TEXT:
+-------+
Brian Block practiced law until he heard every single attorney joke and decided becoming a real estate broker was a more fun way to earn a living. Proud of the plaques and diplomas adorning his office wall, he's even more proud of his marriage to a beautiful and talented ballroom dance teacher and fellow entrepreneur. Every day, you can find Brian, doing what he does best – advising Northern Virginia home buyers and sellers. If you want, you can follow him on Twitter @blockrealestate.



  1. Chuck G

    February 26, 2009 at 8:49 am

    151 hours…in a 30 day month that’s 6.3 days of 24/7 TV every month…or about 5 hours each and every day. No wonder we’re in a recession.

    For those who blog, the TV screen has been supplanted by the computer screen. And I’d be willing to bet that some are approaching that 151 hours/mo number in front of the latter?

    Oops, gotta run…Oprah’s coming on in a few minutes…

  2. Missy Caulk

    February 26, 2009 at 9:01 am

    Wow, that is amazing. Not that many good programs, except American Idol !

    TV can be so negative you really have to watch yourself with the news.

  3. John Kalinowski

    February 26, 2009 at 10:22 am

    It’s not all bad. A little brainless humor is good for the soul, and it can be quite therapeutic to watch the funny video shows, or American Idol, etc. I also enjoy watching The History Channel, Discovery Channel, and Animal Planet with my children.

    Sometimes melting into the couch in front of some completely meaningless show can do wonders for an overworked cranium.

  4. Matthew Hardy

    February 26, 2009 at 11:58 am

    I have notice a correlation between my experience of well-being and how much television I watch. Less is better. A good replacement: books or backgammon. A better replacement: writing software while I mountain bike. A best replacement: no thought.

  5. Jayson

    February 26, 2009 at 2:12 pm

    That’s an absurd amount of TV, but based on what I hear people talking about, and what I hear them say they do, I believe it. I certainly agree that less television is the way to go; I don’t see the majority of Americans believing that any time soon. It’s the death of our production.
+-------+
THE DATA:

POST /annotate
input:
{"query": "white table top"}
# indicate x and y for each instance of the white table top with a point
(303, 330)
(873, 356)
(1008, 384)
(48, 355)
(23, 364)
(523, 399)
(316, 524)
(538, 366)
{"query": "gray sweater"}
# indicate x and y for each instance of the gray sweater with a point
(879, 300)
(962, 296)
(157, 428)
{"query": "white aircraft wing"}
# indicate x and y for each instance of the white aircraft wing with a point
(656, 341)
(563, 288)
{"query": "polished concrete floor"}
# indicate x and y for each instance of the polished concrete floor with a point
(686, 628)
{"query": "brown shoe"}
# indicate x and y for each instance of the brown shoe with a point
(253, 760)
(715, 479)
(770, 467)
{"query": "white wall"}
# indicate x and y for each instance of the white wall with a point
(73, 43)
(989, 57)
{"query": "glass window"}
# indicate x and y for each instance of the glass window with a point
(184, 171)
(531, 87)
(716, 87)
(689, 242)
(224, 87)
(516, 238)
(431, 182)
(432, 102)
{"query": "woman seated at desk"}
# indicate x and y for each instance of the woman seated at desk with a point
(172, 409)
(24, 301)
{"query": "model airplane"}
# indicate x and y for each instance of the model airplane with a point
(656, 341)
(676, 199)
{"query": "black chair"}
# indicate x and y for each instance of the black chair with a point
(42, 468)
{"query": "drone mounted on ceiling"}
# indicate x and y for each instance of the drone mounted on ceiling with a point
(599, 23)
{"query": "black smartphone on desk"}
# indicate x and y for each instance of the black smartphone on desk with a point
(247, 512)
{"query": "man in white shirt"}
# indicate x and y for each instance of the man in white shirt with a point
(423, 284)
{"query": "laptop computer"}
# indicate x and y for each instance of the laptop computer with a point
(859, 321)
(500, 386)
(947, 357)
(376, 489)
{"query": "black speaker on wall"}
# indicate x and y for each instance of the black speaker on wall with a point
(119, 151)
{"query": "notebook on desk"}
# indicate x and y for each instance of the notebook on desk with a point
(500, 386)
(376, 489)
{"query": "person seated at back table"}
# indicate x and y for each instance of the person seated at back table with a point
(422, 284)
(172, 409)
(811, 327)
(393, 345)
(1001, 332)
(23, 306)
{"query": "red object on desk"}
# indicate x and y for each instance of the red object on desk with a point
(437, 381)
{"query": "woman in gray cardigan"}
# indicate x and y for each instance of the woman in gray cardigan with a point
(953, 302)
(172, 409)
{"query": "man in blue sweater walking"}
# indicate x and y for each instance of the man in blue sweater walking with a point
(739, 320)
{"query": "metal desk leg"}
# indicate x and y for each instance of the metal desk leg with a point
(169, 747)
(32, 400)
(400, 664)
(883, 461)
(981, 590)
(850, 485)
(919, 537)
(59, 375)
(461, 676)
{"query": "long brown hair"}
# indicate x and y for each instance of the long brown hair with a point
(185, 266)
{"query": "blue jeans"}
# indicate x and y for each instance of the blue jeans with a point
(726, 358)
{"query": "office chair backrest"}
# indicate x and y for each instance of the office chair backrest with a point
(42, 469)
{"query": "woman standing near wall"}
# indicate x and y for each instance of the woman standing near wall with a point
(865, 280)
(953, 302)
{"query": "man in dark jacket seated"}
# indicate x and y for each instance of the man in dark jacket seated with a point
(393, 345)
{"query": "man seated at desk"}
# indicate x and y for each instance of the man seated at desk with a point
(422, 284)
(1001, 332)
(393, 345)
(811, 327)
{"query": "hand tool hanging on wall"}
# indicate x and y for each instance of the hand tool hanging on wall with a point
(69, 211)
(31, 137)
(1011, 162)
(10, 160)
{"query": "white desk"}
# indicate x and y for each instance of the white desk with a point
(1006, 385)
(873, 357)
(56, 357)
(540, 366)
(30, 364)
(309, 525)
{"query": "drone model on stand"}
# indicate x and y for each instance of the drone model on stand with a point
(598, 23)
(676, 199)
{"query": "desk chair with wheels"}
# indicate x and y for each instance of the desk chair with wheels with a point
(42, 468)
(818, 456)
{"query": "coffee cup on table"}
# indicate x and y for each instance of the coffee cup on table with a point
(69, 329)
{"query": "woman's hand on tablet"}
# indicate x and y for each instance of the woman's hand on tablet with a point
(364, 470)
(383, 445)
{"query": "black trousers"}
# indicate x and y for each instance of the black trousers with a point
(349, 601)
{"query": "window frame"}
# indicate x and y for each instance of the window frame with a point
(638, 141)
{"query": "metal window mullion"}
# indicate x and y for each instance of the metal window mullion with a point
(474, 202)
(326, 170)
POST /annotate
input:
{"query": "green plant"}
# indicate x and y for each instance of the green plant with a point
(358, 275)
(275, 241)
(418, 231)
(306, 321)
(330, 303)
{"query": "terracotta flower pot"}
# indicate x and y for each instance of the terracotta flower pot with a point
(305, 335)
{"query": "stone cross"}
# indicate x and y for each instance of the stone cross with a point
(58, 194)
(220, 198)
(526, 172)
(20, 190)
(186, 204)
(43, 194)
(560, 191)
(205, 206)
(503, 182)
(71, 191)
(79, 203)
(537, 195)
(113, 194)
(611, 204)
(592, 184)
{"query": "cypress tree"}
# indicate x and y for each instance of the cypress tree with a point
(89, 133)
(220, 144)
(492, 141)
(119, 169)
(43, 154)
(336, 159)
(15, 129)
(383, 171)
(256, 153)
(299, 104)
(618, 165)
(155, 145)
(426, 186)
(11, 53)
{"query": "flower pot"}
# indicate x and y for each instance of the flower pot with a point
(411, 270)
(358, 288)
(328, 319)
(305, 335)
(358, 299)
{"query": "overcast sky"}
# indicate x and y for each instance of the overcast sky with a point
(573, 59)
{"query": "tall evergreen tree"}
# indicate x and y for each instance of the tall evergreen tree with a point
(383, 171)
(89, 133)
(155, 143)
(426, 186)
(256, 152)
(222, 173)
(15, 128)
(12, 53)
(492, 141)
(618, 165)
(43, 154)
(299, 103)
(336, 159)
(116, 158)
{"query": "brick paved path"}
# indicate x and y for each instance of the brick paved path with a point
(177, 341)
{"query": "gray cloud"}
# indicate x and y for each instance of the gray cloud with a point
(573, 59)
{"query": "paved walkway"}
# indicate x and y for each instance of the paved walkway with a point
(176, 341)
+-------+
REQUIREMENT 1:
Using the blog page on television viewing, decide whether each statement agrees with it: (a) Brian Block was a lawyer before he became a real estate broker; (b) Missy Caulk says there are no good programs at all; (c) John Kalinowski watches The History Channel by himself. Answer yes or no for each and quote the deciding words of the page.
REQUIREMENT 2:
Carry on the blog page on television viewing, starting after its final sentence.
The material is not needed for any of this.

TASK OUTPUT 1:
(a) Yes: "Brian Block practiced law until he heard every single attorney joke and decided becoming a real estate broker was a more fun way to earn a living."
(b) No: "Not that many good programs, except American Idol !"
(c) No: "I also enjoy watching The History Channel, Discovery Channel, and Animal Planet with my children."

TASK OUTPUT 2:
    Thanks for the stats and read

  6. Matt Wilkins

    February 26, 2009 at 2:52 pm

    I think that our society’s addicition to TV stems from the “I have this all this nice A/V equipment I should put it to god use”. I do have to agree with Chuck that if you include computer screntime in that the figure becomes more believeable in my opinion.

    I personally cut cable about a year ago once the monthly bil skirted $100/month. I don’t miss it at all as the shows I DO watch are on the major broadcast networks and/or available to watch on the web.

  7. fred

    February 26, 2009 at 6:11 pm

    Turn off my 52″ Samsung 1080p? Are you kidding LOL. 151 hours is a bit much but we should all still tune in and stay connected to the world. At least watch CNN right?

  8. Carson

    March 2, 2009 at 6:49 pm

    A agree with Matt on the A/V equipment. Worse, once a person gets sucked in to a 52″ screen, it’s hard for them to let go. Add a DVR and it’s like crack.

  9. Christi Borden

    March 6, 2009 at 4:47 pm

    I am often asked how I can find time to read? It is easy… I turn off the boob tube. Yes, there is the occasional news program or old movie that might catch my eye, but I am usually found behind the pages of a good read instead of trying to figure out which washed up television star is the best dancer or who will get the rose and who will go home? Not superior… just trying to find a way to better use my limited personal time. My kids are readers, too and it shows… National Merit Scholars!